>> BEGIN Document passage
I recently did performance testing of Tigerbeetle for a financial transactions c...

rbatiati · 2025-11-11T13:28:02 1762867682

Hi! Rafael from TigerBeetle here!

> One way to keep those faster speeds in Tigerbeetle for real-time workloads is microbatching incoming real-time transactions to Tigerbeetle at an interval of every second or lower, to take advantage of Tigerbeetle's blazing fast batch processing speeds.

We don’t recommend artificially holding transfers just for batching purposes. René actually had to implement a batching worker API to work around a limitation in Python’s FastAPI, which handled requests per process, and he’s been very clear in suggesting that such would be better reimplemented in Go.

Unlike most connection-oriented database clients, the TigerBeetle client doesn’t use a connection pool, because there’s no concept of a “connection” in TigerBeetle’s VSR protocol.

This means that, although you can create multiple client instances, in practice less is better. You should have a single long-lived client instance per process, shared across tasks, coroutines, or threads (think of a web server handling many concurrent requests).

In such a scenario, the client can efficiently pack multiple events into the same request, while your application logic focuses solely on business-event-oriented chains of transfers. Typically, each business event involves only a handful of transfers, which isn't a problem of underutilization, as they'll be submitted together with other concurrent events as soon as possible.
>> END Document passage
>> BEGIN Dataset entries
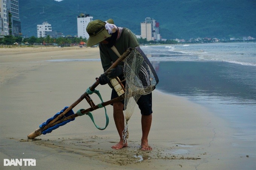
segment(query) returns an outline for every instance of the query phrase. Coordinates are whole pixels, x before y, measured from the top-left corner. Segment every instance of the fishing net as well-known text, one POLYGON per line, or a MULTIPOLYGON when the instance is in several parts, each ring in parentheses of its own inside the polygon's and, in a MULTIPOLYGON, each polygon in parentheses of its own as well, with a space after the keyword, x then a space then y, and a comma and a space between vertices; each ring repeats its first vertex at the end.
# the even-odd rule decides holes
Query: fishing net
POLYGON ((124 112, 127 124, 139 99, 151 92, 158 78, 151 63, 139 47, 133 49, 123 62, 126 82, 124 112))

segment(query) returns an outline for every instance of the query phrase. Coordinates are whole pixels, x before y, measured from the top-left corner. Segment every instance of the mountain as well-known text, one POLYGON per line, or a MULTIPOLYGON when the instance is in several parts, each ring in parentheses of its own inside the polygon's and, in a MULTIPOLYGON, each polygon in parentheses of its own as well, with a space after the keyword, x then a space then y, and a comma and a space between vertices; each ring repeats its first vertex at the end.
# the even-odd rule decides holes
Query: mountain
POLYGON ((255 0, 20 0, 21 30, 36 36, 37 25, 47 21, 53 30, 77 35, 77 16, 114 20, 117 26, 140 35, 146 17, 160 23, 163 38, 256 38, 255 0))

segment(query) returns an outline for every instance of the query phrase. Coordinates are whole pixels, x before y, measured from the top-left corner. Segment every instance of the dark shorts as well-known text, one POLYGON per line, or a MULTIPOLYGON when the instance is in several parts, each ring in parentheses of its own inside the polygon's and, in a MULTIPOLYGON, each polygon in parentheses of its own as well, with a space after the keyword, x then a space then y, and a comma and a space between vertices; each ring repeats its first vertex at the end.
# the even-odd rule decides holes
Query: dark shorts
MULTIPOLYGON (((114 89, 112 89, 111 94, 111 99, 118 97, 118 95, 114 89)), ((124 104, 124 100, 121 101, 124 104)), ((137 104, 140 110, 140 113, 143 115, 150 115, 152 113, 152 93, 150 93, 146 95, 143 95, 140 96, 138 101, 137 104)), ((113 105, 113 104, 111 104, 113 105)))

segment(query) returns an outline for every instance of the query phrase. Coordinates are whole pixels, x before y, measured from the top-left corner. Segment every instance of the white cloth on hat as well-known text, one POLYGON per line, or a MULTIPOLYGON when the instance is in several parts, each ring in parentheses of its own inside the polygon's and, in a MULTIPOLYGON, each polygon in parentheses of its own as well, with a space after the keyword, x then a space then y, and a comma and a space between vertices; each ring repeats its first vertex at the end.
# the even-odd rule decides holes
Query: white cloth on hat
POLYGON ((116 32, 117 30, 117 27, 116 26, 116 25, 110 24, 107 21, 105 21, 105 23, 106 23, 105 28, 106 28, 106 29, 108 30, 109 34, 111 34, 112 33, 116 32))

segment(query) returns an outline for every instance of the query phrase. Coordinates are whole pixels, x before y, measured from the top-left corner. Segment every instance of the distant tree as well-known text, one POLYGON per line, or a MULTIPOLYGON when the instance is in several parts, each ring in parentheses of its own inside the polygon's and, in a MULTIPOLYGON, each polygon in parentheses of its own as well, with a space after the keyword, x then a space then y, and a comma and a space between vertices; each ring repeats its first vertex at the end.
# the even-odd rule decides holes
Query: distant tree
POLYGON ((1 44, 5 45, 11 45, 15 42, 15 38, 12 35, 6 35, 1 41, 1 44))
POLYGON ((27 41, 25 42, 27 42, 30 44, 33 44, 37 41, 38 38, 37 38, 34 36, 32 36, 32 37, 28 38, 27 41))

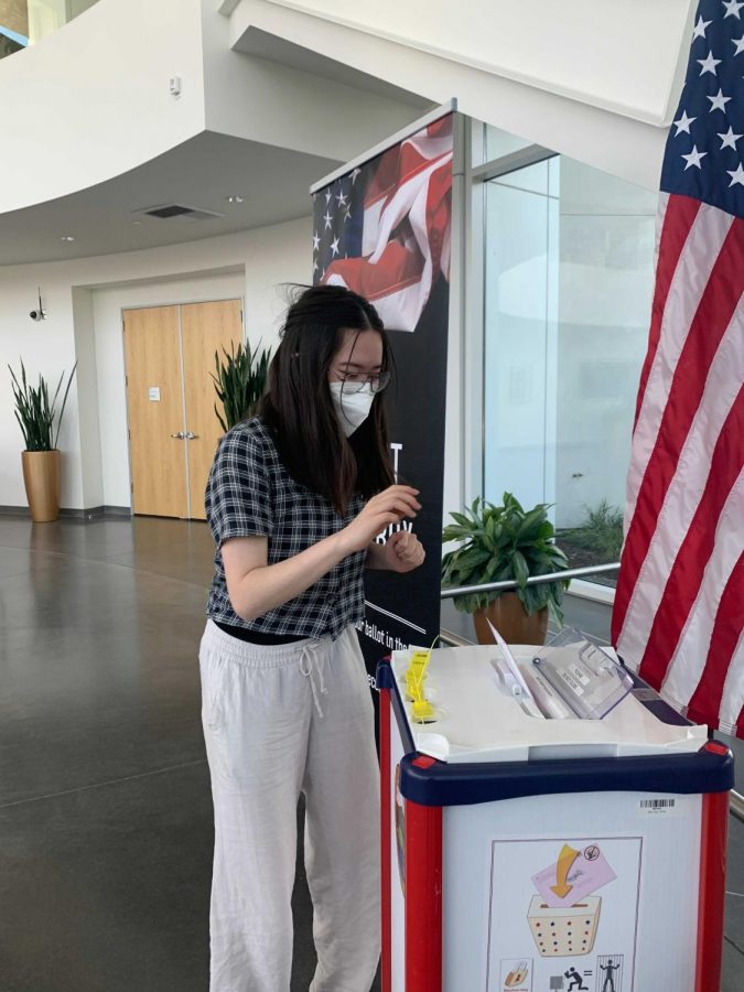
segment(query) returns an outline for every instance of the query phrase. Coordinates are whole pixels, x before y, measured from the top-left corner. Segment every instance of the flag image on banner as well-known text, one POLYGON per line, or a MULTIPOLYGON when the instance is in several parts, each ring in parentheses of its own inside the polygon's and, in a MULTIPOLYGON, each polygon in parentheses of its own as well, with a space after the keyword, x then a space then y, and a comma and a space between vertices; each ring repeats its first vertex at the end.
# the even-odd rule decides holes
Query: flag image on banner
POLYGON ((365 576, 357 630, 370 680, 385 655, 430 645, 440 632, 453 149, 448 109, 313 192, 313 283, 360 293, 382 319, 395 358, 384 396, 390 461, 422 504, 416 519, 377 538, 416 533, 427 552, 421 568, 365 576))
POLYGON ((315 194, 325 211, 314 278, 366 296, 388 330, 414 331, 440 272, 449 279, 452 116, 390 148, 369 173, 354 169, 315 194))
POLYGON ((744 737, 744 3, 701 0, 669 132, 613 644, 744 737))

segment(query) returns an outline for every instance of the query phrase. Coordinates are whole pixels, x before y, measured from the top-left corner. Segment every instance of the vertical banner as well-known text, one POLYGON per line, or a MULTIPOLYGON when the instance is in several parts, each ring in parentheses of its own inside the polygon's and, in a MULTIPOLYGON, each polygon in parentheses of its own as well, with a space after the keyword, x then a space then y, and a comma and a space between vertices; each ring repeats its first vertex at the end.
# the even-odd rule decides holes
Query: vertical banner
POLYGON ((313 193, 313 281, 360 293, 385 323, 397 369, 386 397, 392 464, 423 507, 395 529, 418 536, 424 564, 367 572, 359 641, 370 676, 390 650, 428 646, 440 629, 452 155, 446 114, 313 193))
>> END Dataset entries
## [Objectives]
**A)** Please reproduce word for word the passage of the TigerBeetle thread that starts with "rbatiati · 2025-11-11T13:28:02" and ends with "reimplemented in Go.".
**B)** According to the TigerBeetle thread, why doesn't the TigerBeetle client use a connection pool? Answer in one to three sentences.
**C)** Continue the TigerBeetle thread from its last sentence.
The records aren't needed here.

## [Responses to the exercise]
**A)**
rbatiati · 2025-11-11T13:28:02 1762867682

Hi! Rafael from TigerBeetle here!

> One way to keep those faster speeds in Tigerbeetle for real-time workloads is microbatching incoming real-time transactions to Tigerbeetle at an interval of every second or lower, to take advantage of Tigerbeetle's blazing fast batch processing speeds.

We don’t recommend artificially holding transfers just for batching purposes. René actually had to implement a batching worker API to work around a limitation in Python’s FastAPI, which handled requests per process, and he’s been very clear in suggesting that such would be better reimplemented in Go.

**B)** The TigerBeetle client doesn't use a connection pool because TigerBeetle's VSR protocol has no concept of a "connection."

**C)**
However, if you’re dealing with a non-concurrent workload, for example, a batch process that bills thousands of customers for their monthly invoices, then you can simply submit all transfers at once.

jorangreef · 2025-11-11T12:21:11 1762863671

Joran from TigerBeetle!

> For processing transactions one-by-one individually

If you're artificially restricting the load going into TigerBeetle, by sending transactions in one-by-one individually, then I think predictable latency (and not TPS) would be a better metric.

For example, TB's multi-region/multi-AZ fault-tolerance will work around gray failure (fail slow of hardware, as opposed to fail stop) in your network links or SSDs. You're also getting significantly stronger durability guarantees with TB [0][1].

It sounds like you were benchmarking on EBS? We recommend NVMe. We have customers running extremely tight 1 second SLAs, seeing microsecond latencies, even for one at a time workloads. Before TB, they were bottlenecking on PG. After TB, they saturated their central bank limit.

I would also be curious to what scale you tested? We test TB to literally 100 billion transactions. It's going to be incredibly hard to replicate that with PG's storage engine. PG is a great string DBMS but it's simply not optimized for integers the way TB is. Granted, your scale likely won't require it, but if you're comparing TPS then you should at least compare sustained scale.

There's also the safety factor of trying to reimplement TB's debit/credit primitives over PG to consider. Rolling it yourself. For example, did you change PG's defaults away from Read-Committed to Serializable and enable checksums in your benchmarks? (PG's checksums, even if you enable them, are still not going to protect you from misdirected I/O like the recent XFS bug.) Even the business logic is deceptively hard, there are thousands of lines of complicated state machine code, and we've invested literally millions into testing and audits.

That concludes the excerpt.